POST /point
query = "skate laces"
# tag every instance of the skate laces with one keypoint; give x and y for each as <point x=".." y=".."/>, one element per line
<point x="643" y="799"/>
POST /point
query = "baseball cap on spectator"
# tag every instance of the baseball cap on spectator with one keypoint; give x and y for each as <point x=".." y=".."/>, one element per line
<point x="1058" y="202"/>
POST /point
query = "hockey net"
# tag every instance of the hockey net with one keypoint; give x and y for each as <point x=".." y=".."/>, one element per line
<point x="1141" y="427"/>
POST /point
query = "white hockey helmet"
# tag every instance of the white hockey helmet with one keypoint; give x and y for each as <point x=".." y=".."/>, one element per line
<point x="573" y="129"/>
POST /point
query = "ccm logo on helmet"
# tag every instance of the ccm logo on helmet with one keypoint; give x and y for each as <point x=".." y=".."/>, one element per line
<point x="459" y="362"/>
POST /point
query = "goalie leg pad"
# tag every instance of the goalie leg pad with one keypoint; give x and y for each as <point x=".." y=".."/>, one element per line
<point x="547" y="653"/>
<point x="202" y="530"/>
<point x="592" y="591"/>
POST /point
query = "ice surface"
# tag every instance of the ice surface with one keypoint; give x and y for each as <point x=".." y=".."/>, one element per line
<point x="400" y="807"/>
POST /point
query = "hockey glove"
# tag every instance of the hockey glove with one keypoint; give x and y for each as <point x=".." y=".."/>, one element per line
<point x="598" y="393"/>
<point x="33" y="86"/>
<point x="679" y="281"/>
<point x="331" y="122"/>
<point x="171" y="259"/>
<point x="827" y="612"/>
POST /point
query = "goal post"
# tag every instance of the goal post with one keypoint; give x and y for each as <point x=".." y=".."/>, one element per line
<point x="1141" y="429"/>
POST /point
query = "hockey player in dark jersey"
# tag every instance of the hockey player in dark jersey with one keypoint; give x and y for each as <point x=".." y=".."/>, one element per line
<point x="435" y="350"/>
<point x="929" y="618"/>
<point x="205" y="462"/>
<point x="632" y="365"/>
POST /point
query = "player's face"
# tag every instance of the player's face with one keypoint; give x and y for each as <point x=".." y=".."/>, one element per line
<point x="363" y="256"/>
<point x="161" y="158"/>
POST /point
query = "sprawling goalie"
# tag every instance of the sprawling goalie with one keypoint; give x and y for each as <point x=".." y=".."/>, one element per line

◇ ◇ ◇

| TASK INSTRUCTIONS |
From the records above, extract every line exactly as it stands.

| TASK OUTPUT |
POST /point
query = "skate laces"
# tag every instance of the skate laces with one keypoint; give x and y for each as <point x=".." y=".."/>, one element per line
<point x="643" y="799"/>
POST /point
query = "baseball cap on spectator"
# tag every instance of the baseball cap on spectator with one keypoint; give x and y for each as <point x=".." y=".."/>, one element per line
<point x="1058" y="202"/>
POST /point
query = "hockey net"
# tag every instance of the hockey net with one keypoint; give x and y for each as <point x=".." y=".."/>, one element per line
<point x="1141" y="427"/>
POST /point
query = "white hockey helmet"
# tag every instance of the white hockey helmet with one keypoint; give x and y for each as <point x=".." y=".."/>, one element per line
<point x="573" y="129"/>
POST /point
query = "ccm logo on helmet"
# tag every instance of the ccm logo on helmet with one keypoint; give x and y for each as <point x=".." y=".."/>, one element per line
<point x="459" y="362"/>
POST /point
query = "goalie leg pad"
# tag every instance of the goalie leg pad with one keypoint; give x and y for each as <point x=".." y=".."/>, one element per line
<point x="547" y="653"/>
<point x="202" y="530"/>
<point x="592" y="591"/>
POST /point
query = "ice surface"
# tag every instance of the ice surface with one keypoint; give x and y for each as <point x=".." y=".."/>, one element per line
<point x="400" y="807"/>
POST /point
query = "hockey glove"
# tag every instance of the hockey glove with one keypoint; give x and y for each as <point x=".." y=".."/>, one element per line
<point x="598" y="393"/>
<point x="33" y="86"/>
<point x="679" y="281"/>
<point x="331" y="122"/>
<point x="171" y="259"/>
<point x="827" y="612"/>
POST /point
query = "goal post"
# tag every instance of the goal post with one keypoint; give x and y for each as <point x=".." y=".."/>, one element per line
<point x="1141" y="429"/>
POST /point
query = "hockey player in dark jersey"
# tag every instance of the hockey player in dark jersey with one keypoint; give x and y for each as <point x=".." y=".."/>, one element per line
<point x="435" y="350"/>
<point x="929" y="618"/>
<point x="205" y="462"/>
<point x="632" y="365"/>
POST /point
query = "player's face"
# tag every instance of the player's face with one keypoint; give x and y for each as <point x=".." y=".."/>, one element per line
<point x="363" y="256"/>
<point x="161" y="158"/>
POST /point
query = "sprawling goalie"
# tag every instance of the sprawling goalie with one keypoint; give x and y for each as <point x=".." y=".."/>, one element per line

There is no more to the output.